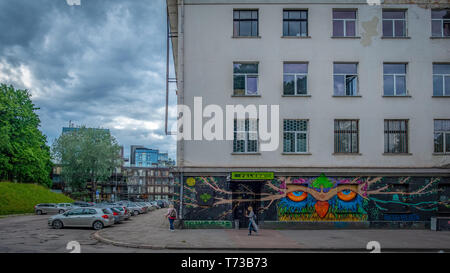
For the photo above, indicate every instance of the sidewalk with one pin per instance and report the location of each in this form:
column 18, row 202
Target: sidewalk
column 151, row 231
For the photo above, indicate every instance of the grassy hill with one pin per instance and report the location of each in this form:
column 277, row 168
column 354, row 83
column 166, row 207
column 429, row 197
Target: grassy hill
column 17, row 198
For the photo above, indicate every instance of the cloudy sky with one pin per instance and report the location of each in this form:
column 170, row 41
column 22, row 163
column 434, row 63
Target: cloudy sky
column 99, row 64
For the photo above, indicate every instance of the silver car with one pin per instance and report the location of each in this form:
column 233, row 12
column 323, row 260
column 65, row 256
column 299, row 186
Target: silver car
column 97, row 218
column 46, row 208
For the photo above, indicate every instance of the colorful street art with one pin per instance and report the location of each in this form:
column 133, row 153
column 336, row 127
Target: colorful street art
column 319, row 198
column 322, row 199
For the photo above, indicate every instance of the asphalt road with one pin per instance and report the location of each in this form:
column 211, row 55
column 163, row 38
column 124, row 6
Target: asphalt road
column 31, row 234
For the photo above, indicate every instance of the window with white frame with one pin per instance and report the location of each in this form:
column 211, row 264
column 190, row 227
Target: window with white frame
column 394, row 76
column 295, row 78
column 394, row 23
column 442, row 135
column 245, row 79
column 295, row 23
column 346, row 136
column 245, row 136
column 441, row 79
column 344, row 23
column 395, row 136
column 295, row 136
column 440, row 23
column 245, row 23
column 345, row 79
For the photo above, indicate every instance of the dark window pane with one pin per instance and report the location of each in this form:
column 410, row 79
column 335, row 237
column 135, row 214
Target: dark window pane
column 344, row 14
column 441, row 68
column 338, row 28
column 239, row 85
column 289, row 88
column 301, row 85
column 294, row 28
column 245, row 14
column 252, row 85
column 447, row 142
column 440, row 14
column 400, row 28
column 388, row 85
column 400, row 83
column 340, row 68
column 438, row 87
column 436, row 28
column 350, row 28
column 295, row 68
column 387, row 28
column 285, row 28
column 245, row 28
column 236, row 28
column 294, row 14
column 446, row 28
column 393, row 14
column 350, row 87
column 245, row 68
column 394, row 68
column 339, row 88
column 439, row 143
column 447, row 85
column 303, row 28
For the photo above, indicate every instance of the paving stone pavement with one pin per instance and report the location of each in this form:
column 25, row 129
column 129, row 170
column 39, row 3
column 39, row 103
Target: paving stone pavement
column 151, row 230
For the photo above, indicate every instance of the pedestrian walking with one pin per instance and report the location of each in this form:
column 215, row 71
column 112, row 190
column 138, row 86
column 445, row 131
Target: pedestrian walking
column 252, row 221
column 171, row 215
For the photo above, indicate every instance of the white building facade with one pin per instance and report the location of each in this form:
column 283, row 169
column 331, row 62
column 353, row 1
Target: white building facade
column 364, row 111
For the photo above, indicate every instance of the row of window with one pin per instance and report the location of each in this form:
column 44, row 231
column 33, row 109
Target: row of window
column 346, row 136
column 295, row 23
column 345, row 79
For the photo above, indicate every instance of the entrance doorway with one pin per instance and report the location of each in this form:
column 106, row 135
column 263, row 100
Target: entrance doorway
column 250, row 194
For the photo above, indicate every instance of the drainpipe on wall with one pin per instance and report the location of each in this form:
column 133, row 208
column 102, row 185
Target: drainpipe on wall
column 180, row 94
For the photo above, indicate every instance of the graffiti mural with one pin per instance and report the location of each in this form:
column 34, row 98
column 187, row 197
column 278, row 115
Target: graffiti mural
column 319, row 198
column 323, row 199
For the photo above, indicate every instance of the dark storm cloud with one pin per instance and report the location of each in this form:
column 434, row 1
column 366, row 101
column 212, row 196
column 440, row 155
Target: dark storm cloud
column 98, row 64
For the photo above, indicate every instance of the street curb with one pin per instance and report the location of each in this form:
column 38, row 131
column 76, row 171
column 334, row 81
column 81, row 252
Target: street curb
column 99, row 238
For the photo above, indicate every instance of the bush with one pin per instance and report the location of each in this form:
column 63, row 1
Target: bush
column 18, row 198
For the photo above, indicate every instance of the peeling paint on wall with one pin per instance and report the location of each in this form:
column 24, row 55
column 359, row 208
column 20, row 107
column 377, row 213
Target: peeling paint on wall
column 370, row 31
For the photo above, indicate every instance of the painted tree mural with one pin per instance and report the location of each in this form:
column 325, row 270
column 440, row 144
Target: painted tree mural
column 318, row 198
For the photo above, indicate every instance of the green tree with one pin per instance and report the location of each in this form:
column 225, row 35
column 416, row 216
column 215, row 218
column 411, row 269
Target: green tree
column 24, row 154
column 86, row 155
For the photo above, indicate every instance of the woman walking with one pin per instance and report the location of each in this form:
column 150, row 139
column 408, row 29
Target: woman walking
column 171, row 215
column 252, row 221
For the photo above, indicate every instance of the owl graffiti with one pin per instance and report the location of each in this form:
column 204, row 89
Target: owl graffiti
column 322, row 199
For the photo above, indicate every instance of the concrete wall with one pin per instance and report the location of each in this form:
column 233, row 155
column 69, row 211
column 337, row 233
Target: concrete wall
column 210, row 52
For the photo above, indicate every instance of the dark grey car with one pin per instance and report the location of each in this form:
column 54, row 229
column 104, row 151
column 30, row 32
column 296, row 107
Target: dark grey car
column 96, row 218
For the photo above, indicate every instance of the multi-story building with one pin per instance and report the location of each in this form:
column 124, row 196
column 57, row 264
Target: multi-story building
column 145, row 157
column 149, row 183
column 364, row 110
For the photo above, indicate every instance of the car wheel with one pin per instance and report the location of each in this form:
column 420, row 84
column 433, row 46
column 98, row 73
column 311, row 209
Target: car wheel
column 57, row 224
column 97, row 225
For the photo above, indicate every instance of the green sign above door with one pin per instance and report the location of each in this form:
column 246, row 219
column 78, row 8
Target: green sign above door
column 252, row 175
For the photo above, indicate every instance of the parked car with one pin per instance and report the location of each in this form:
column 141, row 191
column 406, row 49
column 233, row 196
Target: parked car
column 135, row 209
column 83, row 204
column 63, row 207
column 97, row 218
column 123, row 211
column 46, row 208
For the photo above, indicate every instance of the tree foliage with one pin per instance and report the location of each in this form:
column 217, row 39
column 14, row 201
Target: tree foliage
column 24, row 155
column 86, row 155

◆ ◆ ◆

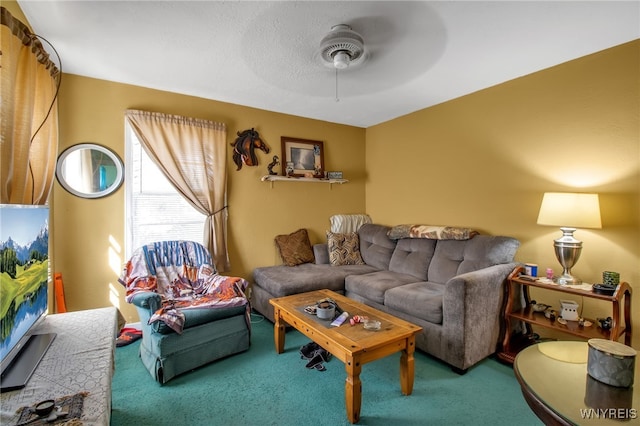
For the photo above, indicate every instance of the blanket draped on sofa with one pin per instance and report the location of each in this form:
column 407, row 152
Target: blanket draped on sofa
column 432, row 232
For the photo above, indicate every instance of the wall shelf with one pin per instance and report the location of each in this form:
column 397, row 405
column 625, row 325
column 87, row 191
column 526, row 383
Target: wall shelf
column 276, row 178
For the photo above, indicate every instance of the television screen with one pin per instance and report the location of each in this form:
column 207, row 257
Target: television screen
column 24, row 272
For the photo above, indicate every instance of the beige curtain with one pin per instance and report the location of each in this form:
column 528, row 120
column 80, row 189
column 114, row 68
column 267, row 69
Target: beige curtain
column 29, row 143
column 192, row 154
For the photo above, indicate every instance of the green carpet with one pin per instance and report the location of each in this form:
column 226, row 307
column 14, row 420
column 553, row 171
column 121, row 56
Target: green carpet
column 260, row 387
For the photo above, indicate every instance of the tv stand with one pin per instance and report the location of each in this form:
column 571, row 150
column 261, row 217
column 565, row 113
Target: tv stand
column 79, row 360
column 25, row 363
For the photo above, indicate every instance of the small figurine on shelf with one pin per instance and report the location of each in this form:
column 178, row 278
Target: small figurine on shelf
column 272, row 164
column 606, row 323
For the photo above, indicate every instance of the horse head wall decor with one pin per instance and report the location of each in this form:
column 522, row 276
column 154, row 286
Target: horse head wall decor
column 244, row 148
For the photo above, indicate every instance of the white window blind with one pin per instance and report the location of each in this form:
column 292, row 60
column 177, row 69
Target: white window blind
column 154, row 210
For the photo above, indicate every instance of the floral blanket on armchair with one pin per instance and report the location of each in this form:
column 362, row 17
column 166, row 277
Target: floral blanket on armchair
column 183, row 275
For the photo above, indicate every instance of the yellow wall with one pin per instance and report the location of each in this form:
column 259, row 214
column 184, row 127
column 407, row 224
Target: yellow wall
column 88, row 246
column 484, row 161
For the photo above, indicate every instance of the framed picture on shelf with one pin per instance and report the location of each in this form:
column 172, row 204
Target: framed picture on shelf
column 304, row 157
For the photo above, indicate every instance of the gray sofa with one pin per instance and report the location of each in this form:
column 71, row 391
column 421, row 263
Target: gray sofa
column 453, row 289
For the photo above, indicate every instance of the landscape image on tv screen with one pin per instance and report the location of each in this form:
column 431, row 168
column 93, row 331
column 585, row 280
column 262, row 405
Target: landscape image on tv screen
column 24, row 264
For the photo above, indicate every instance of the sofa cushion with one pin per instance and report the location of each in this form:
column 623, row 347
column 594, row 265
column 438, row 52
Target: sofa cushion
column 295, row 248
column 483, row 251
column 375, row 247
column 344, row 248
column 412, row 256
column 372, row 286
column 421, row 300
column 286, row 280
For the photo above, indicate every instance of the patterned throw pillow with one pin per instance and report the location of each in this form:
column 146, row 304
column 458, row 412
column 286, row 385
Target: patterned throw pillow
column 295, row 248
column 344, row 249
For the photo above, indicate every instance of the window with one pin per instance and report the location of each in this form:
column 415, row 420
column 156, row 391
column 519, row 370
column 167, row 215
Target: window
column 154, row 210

◆ ◆ ◆

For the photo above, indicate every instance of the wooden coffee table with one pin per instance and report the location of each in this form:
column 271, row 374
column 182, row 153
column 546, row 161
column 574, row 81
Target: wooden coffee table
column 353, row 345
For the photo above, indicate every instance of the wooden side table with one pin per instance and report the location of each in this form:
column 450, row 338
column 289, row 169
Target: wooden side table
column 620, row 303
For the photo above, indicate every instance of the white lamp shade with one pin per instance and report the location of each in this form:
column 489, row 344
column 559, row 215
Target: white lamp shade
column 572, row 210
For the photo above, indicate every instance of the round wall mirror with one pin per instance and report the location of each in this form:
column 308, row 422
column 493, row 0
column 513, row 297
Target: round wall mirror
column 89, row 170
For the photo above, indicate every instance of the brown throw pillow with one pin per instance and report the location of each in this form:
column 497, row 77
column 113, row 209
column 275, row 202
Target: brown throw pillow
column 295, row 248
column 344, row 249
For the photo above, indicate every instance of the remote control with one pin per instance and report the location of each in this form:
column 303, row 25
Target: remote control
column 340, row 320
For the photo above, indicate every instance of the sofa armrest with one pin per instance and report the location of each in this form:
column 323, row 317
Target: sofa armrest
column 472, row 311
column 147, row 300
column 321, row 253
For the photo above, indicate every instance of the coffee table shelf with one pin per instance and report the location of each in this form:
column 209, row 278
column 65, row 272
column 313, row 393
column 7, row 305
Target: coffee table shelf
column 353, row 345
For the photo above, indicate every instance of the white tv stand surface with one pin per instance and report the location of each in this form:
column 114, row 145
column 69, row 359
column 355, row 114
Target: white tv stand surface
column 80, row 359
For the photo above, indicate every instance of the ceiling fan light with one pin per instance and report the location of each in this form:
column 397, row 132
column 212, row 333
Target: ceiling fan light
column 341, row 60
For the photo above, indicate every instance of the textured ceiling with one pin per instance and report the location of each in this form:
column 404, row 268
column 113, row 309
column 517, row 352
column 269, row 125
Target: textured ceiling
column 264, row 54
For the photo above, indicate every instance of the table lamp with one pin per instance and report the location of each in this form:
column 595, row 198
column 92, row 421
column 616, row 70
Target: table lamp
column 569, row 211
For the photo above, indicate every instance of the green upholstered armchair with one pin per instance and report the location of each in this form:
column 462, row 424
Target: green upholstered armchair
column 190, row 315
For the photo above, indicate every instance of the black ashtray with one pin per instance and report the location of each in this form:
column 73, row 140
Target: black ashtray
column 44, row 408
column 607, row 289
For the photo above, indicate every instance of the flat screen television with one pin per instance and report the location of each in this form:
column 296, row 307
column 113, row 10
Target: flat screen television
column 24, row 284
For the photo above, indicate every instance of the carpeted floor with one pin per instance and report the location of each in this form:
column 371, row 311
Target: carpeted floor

◆ ◆ ◆

▸ Action item
Restate word for word the entries above from the line with "For the photo above, indicate every instance of the sidewalk" through the line with "For the photo above, indicate every instance of the cloudy", inclusive, leaving out everything else.

▸ Response area
For the photo above, indicate every instance of the sidewalk with one pin per instance and report the location of each in this form:
column 18, row 202
Target: sidewalk
column 151, row 231
For the photo above, indicate every instance of the grassy hill with one pin per instance and report the location of each in this form:
column 277, row 168
column 354, row 83
column 166, row 207
column 429, row 197
Target: grassy hill
column 17, row 198
For the photo above, indicate every instance of the cloudy sky with one pin per instance and report the location of each in this form:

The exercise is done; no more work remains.